%%

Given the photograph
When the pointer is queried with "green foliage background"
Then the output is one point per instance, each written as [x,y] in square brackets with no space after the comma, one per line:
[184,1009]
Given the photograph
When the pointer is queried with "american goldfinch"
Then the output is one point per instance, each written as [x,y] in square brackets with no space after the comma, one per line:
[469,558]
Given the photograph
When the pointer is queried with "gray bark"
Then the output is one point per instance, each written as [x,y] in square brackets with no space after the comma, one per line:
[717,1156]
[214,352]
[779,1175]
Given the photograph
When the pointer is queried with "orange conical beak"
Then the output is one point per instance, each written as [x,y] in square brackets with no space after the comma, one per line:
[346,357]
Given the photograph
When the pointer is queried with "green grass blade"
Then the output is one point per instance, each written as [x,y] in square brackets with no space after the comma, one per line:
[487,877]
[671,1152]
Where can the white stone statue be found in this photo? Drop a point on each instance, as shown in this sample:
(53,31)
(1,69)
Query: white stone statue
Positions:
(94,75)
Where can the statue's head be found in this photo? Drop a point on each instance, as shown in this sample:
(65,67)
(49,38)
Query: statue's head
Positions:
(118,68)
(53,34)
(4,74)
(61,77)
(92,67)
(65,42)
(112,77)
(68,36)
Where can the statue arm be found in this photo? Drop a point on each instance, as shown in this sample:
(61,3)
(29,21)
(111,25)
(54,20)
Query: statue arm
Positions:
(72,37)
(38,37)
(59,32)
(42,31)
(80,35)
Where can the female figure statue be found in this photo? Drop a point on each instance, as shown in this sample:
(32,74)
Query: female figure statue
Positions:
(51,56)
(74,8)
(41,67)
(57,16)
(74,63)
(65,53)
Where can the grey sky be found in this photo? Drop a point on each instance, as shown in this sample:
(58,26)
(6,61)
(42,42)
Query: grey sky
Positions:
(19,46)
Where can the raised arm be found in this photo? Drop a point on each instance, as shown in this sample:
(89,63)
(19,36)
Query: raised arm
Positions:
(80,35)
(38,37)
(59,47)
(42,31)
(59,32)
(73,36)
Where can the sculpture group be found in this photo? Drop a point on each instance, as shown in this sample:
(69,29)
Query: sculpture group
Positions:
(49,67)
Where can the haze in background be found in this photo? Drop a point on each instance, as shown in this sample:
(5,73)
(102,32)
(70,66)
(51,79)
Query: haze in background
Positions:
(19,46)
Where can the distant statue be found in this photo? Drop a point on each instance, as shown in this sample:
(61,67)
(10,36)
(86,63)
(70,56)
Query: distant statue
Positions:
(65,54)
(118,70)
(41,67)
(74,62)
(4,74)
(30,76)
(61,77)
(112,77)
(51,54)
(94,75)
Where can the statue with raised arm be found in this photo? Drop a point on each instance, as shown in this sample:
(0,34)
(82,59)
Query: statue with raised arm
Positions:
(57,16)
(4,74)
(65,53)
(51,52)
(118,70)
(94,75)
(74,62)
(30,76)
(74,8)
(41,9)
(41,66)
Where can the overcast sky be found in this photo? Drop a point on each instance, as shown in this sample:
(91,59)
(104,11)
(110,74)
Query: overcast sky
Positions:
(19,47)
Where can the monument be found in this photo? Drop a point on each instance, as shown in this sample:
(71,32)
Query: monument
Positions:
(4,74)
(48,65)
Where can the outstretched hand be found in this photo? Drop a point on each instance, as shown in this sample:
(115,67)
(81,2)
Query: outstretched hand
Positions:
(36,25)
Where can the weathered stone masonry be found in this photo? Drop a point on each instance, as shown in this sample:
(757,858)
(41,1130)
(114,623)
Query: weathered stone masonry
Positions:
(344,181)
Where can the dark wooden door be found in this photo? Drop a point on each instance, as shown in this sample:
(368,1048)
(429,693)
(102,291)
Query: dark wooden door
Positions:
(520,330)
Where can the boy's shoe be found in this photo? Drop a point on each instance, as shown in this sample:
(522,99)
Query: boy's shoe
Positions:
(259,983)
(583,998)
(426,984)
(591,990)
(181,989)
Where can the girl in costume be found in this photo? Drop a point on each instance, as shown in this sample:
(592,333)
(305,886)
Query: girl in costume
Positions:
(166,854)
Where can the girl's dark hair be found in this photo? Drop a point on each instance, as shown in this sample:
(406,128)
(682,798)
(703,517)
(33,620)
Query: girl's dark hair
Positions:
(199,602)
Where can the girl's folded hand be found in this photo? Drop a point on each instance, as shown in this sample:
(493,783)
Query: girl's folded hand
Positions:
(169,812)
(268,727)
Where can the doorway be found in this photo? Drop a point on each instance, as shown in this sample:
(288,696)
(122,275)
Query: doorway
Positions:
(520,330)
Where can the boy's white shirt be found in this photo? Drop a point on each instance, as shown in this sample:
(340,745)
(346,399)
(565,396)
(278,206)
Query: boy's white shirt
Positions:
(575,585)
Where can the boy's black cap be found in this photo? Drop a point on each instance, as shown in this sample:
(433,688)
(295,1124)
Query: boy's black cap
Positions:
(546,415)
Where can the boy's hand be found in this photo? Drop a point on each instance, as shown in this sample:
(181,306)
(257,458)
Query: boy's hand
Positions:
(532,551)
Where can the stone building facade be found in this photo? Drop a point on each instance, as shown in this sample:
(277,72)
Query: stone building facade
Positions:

%%

Set down, exactly as they appear, the line holding "Query: boy's white shirt" and every line after it until the records end.

Query: boy's white shirt
Positions:
(575,585)
Where can the boy's black cap be found in this photo? Drop a point on each instance, as shown in this sample:
(433,688)
(295,1124)
Query: boy's black cap
Positions:
(546,415)
Where can the boy's hand be found in this photo? Drop a point on each instance, as shown in this sample:
(181,306)
(257,458)
Query: boy's hand
Positions:
(532,551)
Where can the stone building facade be found in this photo? Drop a point on each instance, as shown in this sample:
(277,72)
Query: stone building facade
Positions:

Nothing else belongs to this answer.